- VORLIEGENDE EINTRÄGE
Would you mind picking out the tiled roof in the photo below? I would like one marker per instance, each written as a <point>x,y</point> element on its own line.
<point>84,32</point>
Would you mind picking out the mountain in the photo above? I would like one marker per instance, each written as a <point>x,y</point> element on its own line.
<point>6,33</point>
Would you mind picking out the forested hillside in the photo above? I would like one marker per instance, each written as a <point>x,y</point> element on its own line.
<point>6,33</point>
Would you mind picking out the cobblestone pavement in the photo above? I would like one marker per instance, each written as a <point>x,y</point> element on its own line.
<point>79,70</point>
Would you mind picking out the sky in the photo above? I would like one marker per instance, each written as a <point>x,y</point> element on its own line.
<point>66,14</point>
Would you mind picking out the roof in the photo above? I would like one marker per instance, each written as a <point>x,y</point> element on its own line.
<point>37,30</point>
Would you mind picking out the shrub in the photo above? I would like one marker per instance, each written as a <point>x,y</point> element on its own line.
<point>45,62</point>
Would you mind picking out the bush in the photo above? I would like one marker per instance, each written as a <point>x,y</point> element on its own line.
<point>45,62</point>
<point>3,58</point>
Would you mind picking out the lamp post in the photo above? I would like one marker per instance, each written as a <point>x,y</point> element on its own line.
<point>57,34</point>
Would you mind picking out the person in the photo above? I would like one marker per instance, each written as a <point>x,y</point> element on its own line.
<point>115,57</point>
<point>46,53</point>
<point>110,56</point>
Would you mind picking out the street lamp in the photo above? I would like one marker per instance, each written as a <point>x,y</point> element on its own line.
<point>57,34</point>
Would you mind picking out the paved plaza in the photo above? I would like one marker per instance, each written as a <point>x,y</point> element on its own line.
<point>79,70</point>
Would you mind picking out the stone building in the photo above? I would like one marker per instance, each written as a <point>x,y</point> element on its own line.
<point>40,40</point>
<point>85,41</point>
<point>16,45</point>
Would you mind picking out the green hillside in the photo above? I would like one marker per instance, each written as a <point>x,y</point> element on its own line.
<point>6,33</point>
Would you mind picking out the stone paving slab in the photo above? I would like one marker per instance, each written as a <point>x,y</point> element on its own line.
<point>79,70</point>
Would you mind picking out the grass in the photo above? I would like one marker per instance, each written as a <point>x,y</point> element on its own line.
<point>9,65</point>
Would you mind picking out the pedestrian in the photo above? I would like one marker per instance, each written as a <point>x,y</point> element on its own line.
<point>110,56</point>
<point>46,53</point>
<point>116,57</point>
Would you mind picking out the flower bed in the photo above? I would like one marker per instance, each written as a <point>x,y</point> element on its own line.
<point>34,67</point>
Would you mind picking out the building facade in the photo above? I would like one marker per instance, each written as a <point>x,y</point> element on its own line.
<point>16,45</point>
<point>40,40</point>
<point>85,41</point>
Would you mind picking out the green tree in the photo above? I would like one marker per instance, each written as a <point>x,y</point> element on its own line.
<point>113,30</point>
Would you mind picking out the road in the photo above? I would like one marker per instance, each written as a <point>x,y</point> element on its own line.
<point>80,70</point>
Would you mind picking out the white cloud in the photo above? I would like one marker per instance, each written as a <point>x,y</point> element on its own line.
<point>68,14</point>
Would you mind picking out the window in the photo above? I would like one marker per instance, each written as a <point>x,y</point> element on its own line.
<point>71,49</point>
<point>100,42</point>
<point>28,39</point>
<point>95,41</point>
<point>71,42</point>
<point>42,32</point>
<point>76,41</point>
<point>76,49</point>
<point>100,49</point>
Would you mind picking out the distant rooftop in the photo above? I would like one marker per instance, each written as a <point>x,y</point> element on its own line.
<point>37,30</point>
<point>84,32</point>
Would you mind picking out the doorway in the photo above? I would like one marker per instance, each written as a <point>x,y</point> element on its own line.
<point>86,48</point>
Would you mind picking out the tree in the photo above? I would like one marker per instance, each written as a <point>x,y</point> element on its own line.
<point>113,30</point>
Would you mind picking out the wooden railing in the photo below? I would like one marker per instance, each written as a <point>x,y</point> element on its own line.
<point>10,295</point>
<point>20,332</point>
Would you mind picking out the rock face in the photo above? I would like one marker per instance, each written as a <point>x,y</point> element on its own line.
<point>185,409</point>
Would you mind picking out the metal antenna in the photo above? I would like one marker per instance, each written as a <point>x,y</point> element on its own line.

- AUFGABE
Kopiere alle Einträge oben Zeile für Zeile ohne jede Änderung.

- ANTWORT
Would you mind picking out the tiled roof in the photo below? I would like one marker per instance, each written as a <point>x,y</point> element on its own line.
<point>84,32</point>
Would you mind picking out the mountain in the photo above? I would like one marker per instance, each written as a <point>x,y</point> element on its own line.
<point>6,33</point>
Would you mind picking out the forested hillside in the photo above? I would like one marker per instance, each written as a <point>x,y</point> element on its own line.
<point>6,33</point>
Would you mind picking out the cobblestone pavement in the photo above? I would like one marker per instance, each written as a <point>x,y</point> element on its own line.
<point>79,70</point>
Would you mind picking out the sky in the photo above? I would like one marker per instance, each written as a <point>x,y</point> element on its own line.
<point>66,14</point>
Would you mind picking out the roof in the photo above? I would like one marker per instance, each written as a <point>x,y</point> element on its own line.
<point>37,30</point>
Would you mind picking out the shrub in the photo above? I would like one marker per instance, each written as a <point>x,y</point> element on its own line.
<point>45,62</point>
Would you mind picking out the bush in the photo above? I would like one marker per instance, each written as a <point>x,y</point> element on its own line.
<point>45,62</point>
<point>3,58</point>
Would you mind picking out the lamp post in the photo above? I would like one marker per instance, each written as a <point>x,y</point> element on its own line.
<point>57,34</point>
Would you mind picking out the person in the photo above? I would like one marker per instance, each written as a <point>x,y</point> element on its own line.
<point>115,57</point>
<point>46,53</point>
<point>110,56</point>
Would you mind picking out the street lamp in the photo above? I would like one marker per instance, each written as a <point>x,y</point> element on its own line.
<point>57,34</point>
Would you mind picking out the paved plaza in the photo above? I would like one marker per instance, each written as a <point>x,y</point> element on its own line.
<point>79,70</point>
Would you mind picking out the stone building in the photo above? I would like one marker per instance, each written as a <point>x,y</point> element on its own line.
<point>40,40</point>
<point>85,41</point>
<point>16,45</point>
Would you mind picking out the green hillside in the photo above? I would like one marker per instance, each written as a <point>x,y</point> element on its own line.
<point>6,33</point>
Would you mind picking out the stone paving slab in the photo above? I would like one marker per instance, each written as a <point>x,y</point> element on its own line.
<point>79,70</point>
Would you mind picking out the grass in the photo above? I would like one marker per instance, each written as a <point>x,y</point> element on its own line.
<point>9,65</point>
Would you mind picking out the pedestrian in the photo above? I would like one marker per instance, each written as a <point>x,y</point> element on its own line.
<point>110,56</point>
<point>46,53</point>
<point>116,57</point>
Would you mind picking out the flower bed in the photo above? I would like one marker per instance, each written as a <point>x,y</point> element on its own line.
<point>34,67</point>
Would you mind picking out the building facade in the photo above? I would like one marker per instance, each written as a <point>x,y</point> element on its own line.
<point>16,45</point>
<point>40,40</point>
<point>85,41</point>
Would you mind picking out the green tree in the photo above? I would like one marker per instance, each written as a <point>x,y</point> element on its own line.
<point>113,30</point>
Would you mind picking out the road in the photo above? I would like one marker per instance, each written as a <point>x,y</point> element on its own line.
<point>80,70</point>
Would you mind picking out the white cloud in the photo above? I would like one marker per instance, each written as a <point>x,y</point> element on its own line.
<point>68,14</point>
Would you mind picking out the window in the photo above? I would like one marker per instance, each written as a <point>x,y</point> element on its own line.
<point>71,49</point>
<point>100,42</point>
<point>28,39</point>
<point>95,41</point>
<point>71,42</point>
<point>42,32</point>
<point>76,41</point>
<point>76,49</point>
<point>100,49</point>
Would you mind picking out the distant rooftop in the photo above? I would like one marker per instance, each written as a <point>x,y</point> element on its own line.
<point>37,30</point>
<point>84,32</point>
Would you mind picking out the doorway in the photo above? I would like one marker per instance, each written as a <point>x,y</point> element on its own line.
<point>86,48</point>
Would you mind picking out the tree in the photo above? I would like one marker per instance, each written as a <point>x,y</point> element on its own line.
<point>113,30</point>
Would you mind picking out the wooden railing in the photo below? I would like one marker per instance, each written as a <point>x,y</point> element on its own line.
<point>10,295</point>
<point>20,332</point>
Would you mind picking out the rock face in the photo above? I would like one marker per instance, each written as a <point>x,y</point> element on its own line.
<point>185,409</point>
Would you mind picking out the metal antenna in the photo above? I would like one marker per instance, each written as a <point>x,y</point> element on its own line.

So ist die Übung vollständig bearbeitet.